------ Brano del documento ------
Per questo motivo si può ritenere che la leggenda, con cui inizia queste breve guida, abbia in qualche modo sublimato la memoria collettiva delle terribili invasioni barbariche. Le preghiere d'intercessione alla Vergine e la strenua difesa del monte fecero da allora considerare Castelmonte luogo sacro a Maria e fortezza inviolabile a difesa della sottostante pianura.
Nel 1253 il santuario, già fortificato e custodito con le armi a protezione dei pellegrini e ingrandito fino a diventare un borgo, passò in proprietà al Capitolo di Santa Maria Assunta in Cividale: risale a quel periodo la costruzione di un portico davanti alla chiesa per il ricovero dei pellegrini.
Altri lavori nella chiesa si resero necessari nella metà del XIV e nei primi decenni del XV secolo per adeguare il santuario alle esigenze di un flusso sempre crescente di fedeli e per rafforzare le strutture difensive contro i turchi. Il luogo, comunque, non fu mai sottoposto ad assedi. L'unica porta del borgo era chiusa la sera ma soltanto per impedire l'ingresso di ladri e di bande di malfattori che si aggiravano numerosi in quelle solitarie terre di confine. La porta che guarda ad est è detta di Pocacilla, dallo sloveno Poklecila, che significa "inginocchiatoio", infatti, una pietra di questa forma, dove i pellegrini sostavano in preghiera, si trovava nelle vicinanze. Popolazioni slave si erano insediate nella zona sin dall'VIII secolo.
Il 21 settembre 1469 un fulmine di inaudita potenza si abbatté sulla cima del monte facendo crollare il campanile e gran parte della chiesa; si sviluppò quindi un furioso incendio che ridusse in cenere l'antica effigie della Vergine qui venerata e ridusse in rovine tutto il santuario. Per volere delle popolazioni vicine e per decisione dei Canonici di Cividale si iniziò immediatamente la ricostruzione dell'intero complesso. La ricostruzione poté dirsi completata nel 1479, anno in cui si concluse anche la pace fra l'impero ottomano e Venezia. Queste due ricorrenze fecero sì che l'8 settembre 1479 si ebbe a Castelmonte un "grande perdono", con la partecipazione di tantissimi pellegrini.
Gli storici ritengono che, proprio in occasione di questo "grande perdono", sia stata intronizzata e benedetta la statua in pietra della "Madonna viva", venerata tuttora a Castelmonte. La statua, scolpita in pietra, risale ai primi decenni del Quattrocento ed è opera di un artigiano probabilmente locale nei modi della Scuola salisburghese.
------ Righe di dati ------
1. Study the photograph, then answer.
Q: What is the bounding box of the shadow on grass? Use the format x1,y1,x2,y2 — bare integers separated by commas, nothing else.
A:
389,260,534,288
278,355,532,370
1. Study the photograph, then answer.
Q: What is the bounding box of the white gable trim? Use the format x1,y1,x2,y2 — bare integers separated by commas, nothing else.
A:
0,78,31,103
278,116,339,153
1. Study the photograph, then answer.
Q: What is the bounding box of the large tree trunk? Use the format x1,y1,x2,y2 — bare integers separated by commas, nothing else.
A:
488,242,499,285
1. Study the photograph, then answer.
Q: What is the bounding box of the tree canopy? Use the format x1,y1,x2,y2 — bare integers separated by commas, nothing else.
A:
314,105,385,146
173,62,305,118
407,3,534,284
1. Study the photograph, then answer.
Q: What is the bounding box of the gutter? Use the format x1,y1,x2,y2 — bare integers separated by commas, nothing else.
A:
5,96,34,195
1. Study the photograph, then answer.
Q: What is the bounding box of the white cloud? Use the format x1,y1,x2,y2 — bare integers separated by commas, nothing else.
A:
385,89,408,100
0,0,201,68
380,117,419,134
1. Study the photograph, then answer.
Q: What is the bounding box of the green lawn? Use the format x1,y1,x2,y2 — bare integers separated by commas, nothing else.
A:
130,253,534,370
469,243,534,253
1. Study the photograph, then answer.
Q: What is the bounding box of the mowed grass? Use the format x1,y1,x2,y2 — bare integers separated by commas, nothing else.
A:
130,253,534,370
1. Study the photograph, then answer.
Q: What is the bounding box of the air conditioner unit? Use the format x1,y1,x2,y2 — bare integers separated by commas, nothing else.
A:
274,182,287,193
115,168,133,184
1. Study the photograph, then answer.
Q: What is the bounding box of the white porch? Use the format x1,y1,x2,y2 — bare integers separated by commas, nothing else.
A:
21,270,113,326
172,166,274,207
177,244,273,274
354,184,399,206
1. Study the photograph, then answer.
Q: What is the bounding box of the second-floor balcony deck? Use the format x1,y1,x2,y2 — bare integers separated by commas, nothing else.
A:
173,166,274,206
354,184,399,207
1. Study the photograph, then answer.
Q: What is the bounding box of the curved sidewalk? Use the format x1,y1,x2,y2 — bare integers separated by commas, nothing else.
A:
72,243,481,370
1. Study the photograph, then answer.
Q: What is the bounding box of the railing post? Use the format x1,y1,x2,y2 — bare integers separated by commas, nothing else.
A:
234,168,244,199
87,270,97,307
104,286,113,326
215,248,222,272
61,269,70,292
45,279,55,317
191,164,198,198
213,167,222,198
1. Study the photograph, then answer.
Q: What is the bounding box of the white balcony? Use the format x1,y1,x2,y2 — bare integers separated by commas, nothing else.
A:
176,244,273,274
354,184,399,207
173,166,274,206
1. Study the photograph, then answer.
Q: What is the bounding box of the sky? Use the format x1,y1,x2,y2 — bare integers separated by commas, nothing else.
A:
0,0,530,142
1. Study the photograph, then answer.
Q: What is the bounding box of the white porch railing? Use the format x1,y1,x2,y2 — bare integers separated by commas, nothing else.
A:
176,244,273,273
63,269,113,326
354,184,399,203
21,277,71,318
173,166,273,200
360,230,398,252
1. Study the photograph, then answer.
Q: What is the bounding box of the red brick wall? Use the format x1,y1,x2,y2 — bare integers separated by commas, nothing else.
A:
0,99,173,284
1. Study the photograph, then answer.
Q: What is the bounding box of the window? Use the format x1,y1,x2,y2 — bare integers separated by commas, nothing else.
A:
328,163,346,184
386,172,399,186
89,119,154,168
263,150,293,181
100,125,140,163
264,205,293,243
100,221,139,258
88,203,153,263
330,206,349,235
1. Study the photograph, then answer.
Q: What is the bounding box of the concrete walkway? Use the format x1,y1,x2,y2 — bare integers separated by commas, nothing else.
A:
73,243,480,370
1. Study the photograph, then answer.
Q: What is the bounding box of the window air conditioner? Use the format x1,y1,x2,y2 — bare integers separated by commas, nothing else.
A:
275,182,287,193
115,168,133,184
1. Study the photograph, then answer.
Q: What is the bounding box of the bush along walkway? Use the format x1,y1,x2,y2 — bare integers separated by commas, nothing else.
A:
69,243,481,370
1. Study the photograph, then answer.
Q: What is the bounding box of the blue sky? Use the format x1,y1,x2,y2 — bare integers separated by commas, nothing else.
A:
------
■ Richiesta A
Copia dal brano su Castelmonte il passo compreso tra "Per questo motivo" e "della sottostante pianura.", estremi inclusi.
■ Richiesta B
In quale anno, secondo il brano su Castelmonte, il santuario passò in proprietà al Capitolo di Santa Maria Assunta in Cividale?
■ Richiesta C
Perché, stando al brano su Castelmonte, l'unica porta del borgo veniva chiusa la sera?

■ Soluzione completa A
Per questo motivo si può ritenere che la leggenda, con cui inizia queste breve guida, abbia in qualche modo sublimato la memoria collettiva delle terribili invasioni barbariche. Le preghiere d'intercessione alla Vergine e la strenua difesa del monte fecero da allora considerare Castelmonte luogo sacro a Maria e fortezza inviolabile a difesa della sottostante pianura.

■ Soluzione completa B
Nel 1253.

■ Soluzione completa C
Veniva chiusa soltanto per impedire l'ingresso di ladri e di bande di malfattori, che si aggiravano numerosi in quelle solitarie terre di confine.